Location identification entries
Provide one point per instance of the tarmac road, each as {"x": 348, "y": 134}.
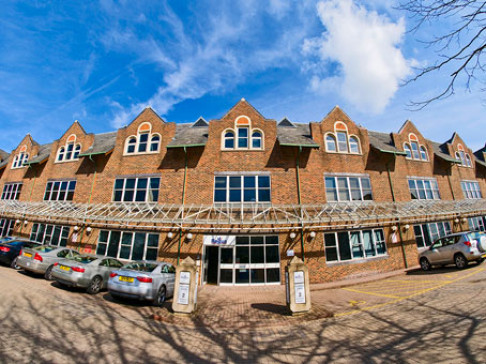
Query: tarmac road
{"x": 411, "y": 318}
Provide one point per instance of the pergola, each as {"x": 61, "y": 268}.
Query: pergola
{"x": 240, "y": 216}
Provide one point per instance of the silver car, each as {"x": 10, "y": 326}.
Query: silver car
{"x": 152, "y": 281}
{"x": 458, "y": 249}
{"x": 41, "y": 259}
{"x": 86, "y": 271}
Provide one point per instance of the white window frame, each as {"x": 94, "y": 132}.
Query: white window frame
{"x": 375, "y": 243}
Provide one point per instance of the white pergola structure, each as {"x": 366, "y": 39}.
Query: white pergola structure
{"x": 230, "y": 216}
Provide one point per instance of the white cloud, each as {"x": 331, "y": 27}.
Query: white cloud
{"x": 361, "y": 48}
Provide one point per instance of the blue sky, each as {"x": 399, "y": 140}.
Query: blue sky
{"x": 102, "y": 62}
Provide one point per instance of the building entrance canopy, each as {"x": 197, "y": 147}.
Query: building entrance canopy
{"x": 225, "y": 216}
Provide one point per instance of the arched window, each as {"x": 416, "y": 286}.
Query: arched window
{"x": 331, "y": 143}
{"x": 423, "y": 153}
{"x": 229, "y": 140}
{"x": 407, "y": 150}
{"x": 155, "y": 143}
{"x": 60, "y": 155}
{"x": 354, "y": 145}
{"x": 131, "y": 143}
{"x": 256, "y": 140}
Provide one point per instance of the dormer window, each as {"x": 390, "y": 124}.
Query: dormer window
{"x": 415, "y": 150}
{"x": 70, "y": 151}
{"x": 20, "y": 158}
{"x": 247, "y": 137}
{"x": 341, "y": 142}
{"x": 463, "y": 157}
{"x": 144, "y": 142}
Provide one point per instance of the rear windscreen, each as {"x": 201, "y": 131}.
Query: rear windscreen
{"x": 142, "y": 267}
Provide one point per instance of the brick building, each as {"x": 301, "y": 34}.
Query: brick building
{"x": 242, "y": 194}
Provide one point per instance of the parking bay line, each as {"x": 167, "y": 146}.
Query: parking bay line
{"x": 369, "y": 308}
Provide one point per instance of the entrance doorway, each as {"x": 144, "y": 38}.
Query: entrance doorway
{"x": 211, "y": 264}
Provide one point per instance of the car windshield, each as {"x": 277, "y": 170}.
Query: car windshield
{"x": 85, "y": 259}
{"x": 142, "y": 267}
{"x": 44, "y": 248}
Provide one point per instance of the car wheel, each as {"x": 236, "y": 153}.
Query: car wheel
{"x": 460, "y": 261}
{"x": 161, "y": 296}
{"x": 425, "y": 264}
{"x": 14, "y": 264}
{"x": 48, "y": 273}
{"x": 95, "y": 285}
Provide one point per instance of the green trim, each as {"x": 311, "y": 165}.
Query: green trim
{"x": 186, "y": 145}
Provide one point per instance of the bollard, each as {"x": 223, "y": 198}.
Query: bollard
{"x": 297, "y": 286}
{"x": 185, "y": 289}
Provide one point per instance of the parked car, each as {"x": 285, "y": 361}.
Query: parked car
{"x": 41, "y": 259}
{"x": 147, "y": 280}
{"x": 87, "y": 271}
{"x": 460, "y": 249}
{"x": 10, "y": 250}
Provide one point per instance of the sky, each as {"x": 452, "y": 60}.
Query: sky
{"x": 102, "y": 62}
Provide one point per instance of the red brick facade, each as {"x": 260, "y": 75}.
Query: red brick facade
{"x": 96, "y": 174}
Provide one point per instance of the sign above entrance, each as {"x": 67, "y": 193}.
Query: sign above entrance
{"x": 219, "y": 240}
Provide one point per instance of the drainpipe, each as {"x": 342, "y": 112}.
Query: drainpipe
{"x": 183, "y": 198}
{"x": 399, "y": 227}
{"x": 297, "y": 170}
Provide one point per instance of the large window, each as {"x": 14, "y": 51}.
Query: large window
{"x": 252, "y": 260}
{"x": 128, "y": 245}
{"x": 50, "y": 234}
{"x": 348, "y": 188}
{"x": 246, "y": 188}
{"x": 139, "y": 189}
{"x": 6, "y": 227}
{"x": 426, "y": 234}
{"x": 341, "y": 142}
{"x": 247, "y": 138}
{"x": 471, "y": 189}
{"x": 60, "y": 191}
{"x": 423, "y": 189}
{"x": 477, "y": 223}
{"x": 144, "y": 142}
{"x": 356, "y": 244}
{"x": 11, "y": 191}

What is required
Omit pictures; set down the rest of the material word for word.

Task result
Provide one point per instance of the tarmac road, each as {"x": 348, "y": 134}.
Query: tarmac road
{"x": 411, "y": 318}
Provide one point per instance of the pergola, each as {"x": 61, "y": 268}.
Query: pergola
{"x": 240, "y": 216}
Provide one point per instance of the silver car, each as {"x": 10, "y": 326}.
Query: silver car
{"x": 152, "y": 281}
{"x": 458, "y": 249}
{"x": 41, "y": 259}
{"x": 86, "y": 271}
Provide one point per instance of the white window frame, each as {"x": 94, "y": 132}.
Query: white window frame
{"x": 375, "y": 243}
Provide one point per instance of the white pergola structure, each as {"x": 366, "y": 39}.
Query: white pergola structure
{"x": 230, "y": 216}
Provide one point per instance of the white cloud, each as {"x": 331, "y": 27}.
Query: white cloud
{"x": 361, "y": 48}
Provide one point per instance of the blue sky, each as {"x": 399, "y": 140}.
Query: blue sky
{"x": 102, "y": 62}
Provide one point per instance of the building entrance canopy, each as {"x": 197, "y": 147}.
Query: building entrance canopy
{"x": 225, "y": 216}
Provide one point per instance of the arched window, each as {"x": 416, "y": 286}.
Query: arched window
{"x": 331, "y": 143}
{"x": 423, "y": 153}
{"x": 229, "y": 140}
{"x": 407, "y": 150}
{"x": 155, "y": 143}
{"x": 60, "y": 155}
{"x": 354, "y": 145}
{"x": 131, "y": 143}
{"x": 256, "y": 140}
Provide one point per instance of the dormer window, each as {"x": 390, "y": 124}.
Query: dormer window
{"x": 415, "y": 150}
{"x": 70, "y": 151}
{"x": 20, "y": 158}
{"x": 247, "y": 137}
{"x": 341, "y": 142}
{"x": 463, "y": 157}
{"x": 144, "y": 142}
Provide one point per instance of the rear windscreen, each as {"x": 201, "y": 131}.
Query: rear windscreen
{"x": 142, "y": 267}
Provide one point per instance of the brick building, each as {"x": 301, "y": 34}.
Query: brick building
{"x": 242, "y": 194}
Provide one point per instance of the parking bay line, each as {"x": 167, "y": 146}.
Query: parking bay line
{"x": 369, "y": 308}
Provide one point per instance of the entrance doorway, each as {"x": 144, "y": 38}.
Query: entrance doorway
{"x": 211, "y": 264}
Provide one point per instance of the car windshield, each as {"x": 277, "y": 170}.
Query: car windshield
{"x": 85, "y": 259}
{"x": 142, "y": 267}
{"x": 44, "y": 248}
Provide one point per instance of the car wheel, each as {"x": 236, "y": 153}.
Query: car wheel
{"x": 460, "y": 261}
{"x": 161, "y": 296}
{"x": 425, "y": 264}
{"x": 14, "y": 264}
{"x": 48, "y": 273}
{"x": 95, "y": 285}
Provide one point per instance of the green trim, each as {"x": 311, "y": 165}.
Query: green trim
{"x": 186, "y": 145}
Provide one point per instance of the bollard, each as {"x": 223, "y": 198}.
Query: bollard
{"x": 297, "y": 286}
{"x": 185, "y": 289}
Provide one point per instance of the parked car, each as {"x": 285, "y": 361}.
Query: parked car
{"x": 41, "y": 259}
{"x": 147, "y": 280}
{"x": 87, "y": 271}
{"x": 460, "y": 249}
{"x": 10, "y": 250}
Provide one point per instance of the sky, each as {"x": 452, "y": 60}.
Query: sky
{"x": 102, "y": 62}
Provide one point per instance of the red brick facade, each as {"x": 260, "y": 75}.
Query: red brick facade
{"x": 96, "y": 174}
Provide one point per instance of the sign above entrance, each as {"x": 67, "y": 193}.
Query: sign above entrance
{"x": 219, "y": 240}
Provide one point per instance of the drainpipe, each as {"x": 342, "y": 112}.
Query: drainpipe
{"x": 183, "y": 198}
{"x": 399, "y": 227}
{"x": 297, "y": 170}
Provide one point per instance of the large window, each as {"x": 14, "y": 51}.
Query: large window
{"x": 252, "y": 260}
{"x": 128, "y": 245}
{"x": 50, "y": 234}
{"x": 348, "y": 188}
{"x": 246, "y": 188}
{"x": 139, "y": 189}
{"x": 6, "y": 227}
{"x": 426, "y": 234}
{"x": 341, "y": 142}
{"x": 247, "y": 138}
{"x": 471, "y": 189}
{"x": 60, "y": 191}
{"x": 423, "y": 189}
{"x": 477, "y": 223}
{"x": 144, "y": 142}
{"x": 356, "y": 244}
{"x": 11, "y": 191}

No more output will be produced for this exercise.